## RECORDS FOR THE EXERCISE

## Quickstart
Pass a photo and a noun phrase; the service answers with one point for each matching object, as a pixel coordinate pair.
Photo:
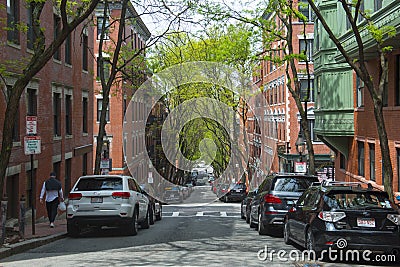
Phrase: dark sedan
(344, 217)
(276, 195)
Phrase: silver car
(107, 200)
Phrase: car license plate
(366, 222)
(96, 200)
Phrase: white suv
(107, 200)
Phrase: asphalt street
(202, 231)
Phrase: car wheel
(310, 244)
(262, 229)
(73, 230)
(286, 234)
(151, 214)
(133, 225)
(146, 223)
(159, 215)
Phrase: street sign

## EXERCISE
From the line containing "Phrase: dark sedan" to the final line of the data, repeat each line exactly. Include both ends.

## TASK SOLUTION
Phrase: dark sedan
(344, 217)
(276, 195)
Phrase: silver car
(107, 200)
Phrase: car license plate
(366, 222)
(96, 200)
Phrase: white suv
(107, 200)
Phrase: asphalt street
(202, 231)
Phrase: car wheel
(310, 244)
(262, 229)
(73, 230)
(286, 234)
(151, 214)
(133, 225)
(146, 223)
(159, 215)
Phrase: street sign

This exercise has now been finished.